*** INPUT ***

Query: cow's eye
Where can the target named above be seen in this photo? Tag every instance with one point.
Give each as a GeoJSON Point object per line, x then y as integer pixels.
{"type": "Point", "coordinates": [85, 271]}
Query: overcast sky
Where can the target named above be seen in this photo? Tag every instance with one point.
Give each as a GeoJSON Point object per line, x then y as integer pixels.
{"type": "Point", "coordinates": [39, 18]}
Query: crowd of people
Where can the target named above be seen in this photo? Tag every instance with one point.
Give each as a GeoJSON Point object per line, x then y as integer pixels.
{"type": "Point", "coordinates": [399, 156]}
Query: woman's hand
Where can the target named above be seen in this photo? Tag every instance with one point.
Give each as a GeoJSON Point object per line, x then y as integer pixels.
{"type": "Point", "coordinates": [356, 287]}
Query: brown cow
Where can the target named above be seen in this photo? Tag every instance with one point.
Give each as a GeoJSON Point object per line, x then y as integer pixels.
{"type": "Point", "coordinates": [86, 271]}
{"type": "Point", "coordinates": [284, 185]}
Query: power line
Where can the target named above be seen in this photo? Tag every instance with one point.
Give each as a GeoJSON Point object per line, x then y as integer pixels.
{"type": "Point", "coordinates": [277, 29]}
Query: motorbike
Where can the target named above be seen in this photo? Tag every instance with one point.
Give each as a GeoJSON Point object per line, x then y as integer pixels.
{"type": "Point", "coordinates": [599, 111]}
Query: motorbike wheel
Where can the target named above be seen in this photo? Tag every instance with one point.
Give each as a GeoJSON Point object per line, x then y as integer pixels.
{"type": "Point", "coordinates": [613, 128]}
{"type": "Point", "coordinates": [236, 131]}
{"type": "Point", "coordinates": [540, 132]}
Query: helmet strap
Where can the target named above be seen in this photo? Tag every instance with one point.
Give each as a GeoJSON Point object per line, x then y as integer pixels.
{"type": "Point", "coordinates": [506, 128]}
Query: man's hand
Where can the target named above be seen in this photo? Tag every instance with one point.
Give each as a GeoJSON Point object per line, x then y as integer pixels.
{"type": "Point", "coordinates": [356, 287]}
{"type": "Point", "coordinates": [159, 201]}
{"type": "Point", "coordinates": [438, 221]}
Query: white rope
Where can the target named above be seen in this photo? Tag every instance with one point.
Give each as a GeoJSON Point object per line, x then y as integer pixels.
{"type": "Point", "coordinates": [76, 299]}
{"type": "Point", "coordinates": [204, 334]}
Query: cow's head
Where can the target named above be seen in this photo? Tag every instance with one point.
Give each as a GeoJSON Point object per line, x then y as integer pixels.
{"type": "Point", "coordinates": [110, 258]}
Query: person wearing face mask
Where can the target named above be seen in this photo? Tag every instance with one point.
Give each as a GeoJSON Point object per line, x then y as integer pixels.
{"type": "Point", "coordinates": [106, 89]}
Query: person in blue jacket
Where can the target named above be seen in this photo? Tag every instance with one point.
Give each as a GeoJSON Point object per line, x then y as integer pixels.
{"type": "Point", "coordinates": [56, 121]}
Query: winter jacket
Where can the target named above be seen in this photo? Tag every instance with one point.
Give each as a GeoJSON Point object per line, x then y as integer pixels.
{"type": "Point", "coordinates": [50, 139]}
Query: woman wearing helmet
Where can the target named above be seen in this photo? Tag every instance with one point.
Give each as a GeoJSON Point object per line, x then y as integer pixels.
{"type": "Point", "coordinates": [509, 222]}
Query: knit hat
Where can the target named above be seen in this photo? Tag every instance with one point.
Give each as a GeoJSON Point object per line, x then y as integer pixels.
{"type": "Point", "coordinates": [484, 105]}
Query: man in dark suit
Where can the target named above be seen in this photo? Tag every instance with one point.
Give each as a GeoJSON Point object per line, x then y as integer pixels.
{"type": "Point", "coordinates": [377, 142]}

***

TASK TO COMPLETE.
Copy out all of the data above line by line, word for word.

ANSWER FOR THIS EXERCISE.
Query: cow's eye
Where can the target named above be seen in this photo? Tag every instance with one point.
Give each as a GeoJSON Point object per line, x then y as integer pixels.
{"type": "Point", "coordinates": [85, 271]}
Query: overcast sky
Where can the target named above be seen in this photo? Tag every instance with one point.
Give each as a GeoJSON Point object per line, x then y as integer pixels.
{"type": "Point", "coordinates": [39, 18]}
Query: crowd of people
Where can the target named above be seen in this photo? Tag every instance with one point.
Give each as a GeoJSON Point object per line, x then y as integer pixels.
{"type": "Point", "coordinates": [399, 156]}
Query: woman's hand
Where can the target named above be seen in this photo? Tag every instance with one point.
Give each as a GeoJSON Point object per line, x then y as integer pixels.
{"type": "Point", "coordinates": [356, 287]}
Query: brown cow
Where can the target named above be seen in this photo? Tag every instance with one point.
Give each as a GeoJSON Point object per line, x then y as integer pixels.
{"type": "Point", "coordinates": [86, 271]}
{"type": "Point", "coordinates": [284, 185]}
Query: power line
Where can the target named above be seen in this photo? Tag every instance with one point.
Give each as a GeoJSON Point object per line, x then y as integer pixels.
{"type": "Point", "coordinates": [277, 29]}
Query: motorbike
Where can the target named above be seen in this photo? Tag every instance with one point.
Give each as a GeoJSON Point object per line, x then y as integer pixels.
{"type": "Point", "coordinates": [599, 111]}
Query: motorbike wheel
Where can the target named above be seen in this photo? Tag every instance with one point.
Give each as a GeoJSON Point object per line, x then y as integer pixels.
{"type": "Point", "coordinates": [613, 128]}
{"type": "Point", "coordinates": [236, 131]}
{"type": "Point", "coordinates": [540, 132]}
Query: helmet strap
Where can the target named above be seen in this photo? Tag every instance with one point.
Give each as a GeoJSON Point object per line, x then y as integer pixels.
{"type": "Point", "coordinates": [506, 128]}
Query: man's hand
Where can the target named above be seen in this photo? Tag every instance with one point.
Give each as a GeoJSON Point object per line, x then y as integer pixels.
{"type": "Point", "coordinates": [356, 287]}
{"type": "Point", "coordinates": [159, 201]}
{"type": "Point", "coordinates": [438, 221]}
Query: white rope
Where can the target named above be seen in this photo? Tag every instance with one point.
Give each as a GeoJSON Point object per line, x then y as integer pixels.
{"type": "Point", "coordinates": [76, 299]}
{"type": "Point", "coordinates": [204, 334]}
Query: cow's head
Where can the target named above be seen in this photo? Tag every instance with one point.
Give each as a GeoJSON Point object per line, x then y as integer pixels.
{"type": "Point", "coordinates": [110, 258]}
Query: person wearing face mask
Where can the target named above be seen in this photo? Tag every instance with one point.
Give each as a GeoJSON Point object per line, x then y as integer pixels.
{"type": "Point", "coordinates": [106, 89]}
Query: person in blue jacket
Where can the target named above be seen in this photo? Tag every instance with one point.
Give each as a GeoJSON Point object per line, x then y as integer pixels.
{"type": "Point", "coordinates": [56, 121]}
Query: winter jacket
Where can the target named above be seen in this photo? Tag every instance with one point.
Give each as a GeoJSON Point object per line, x then y as integer pixels.
{"type": "Point", "coordinates": [50, 139]}
Query: woman wearing helmet
Where can the target named above be seen in this photo? Tag every instance with one point.
Give each as a GeoJSON Point object per line, x then y as integer pixels.
{"type": "Point", "coordinates": [509, 222]}
Query: knit hat
Where can the target named above be seen in this photo? Tag every instance with one point.
Give each as a GeoJSON Point object per line, x then y as integer pixels.
{"type": "Point", "coordinates": [484, 105]}
Query: man in dark suit
Where can the target named above be seen in this photo? Tag every instance with one point.
Give each as a GeoJSON Point object per line, x then y as integer pixels.
{"type": "Point", "coordinates": [377, 142]}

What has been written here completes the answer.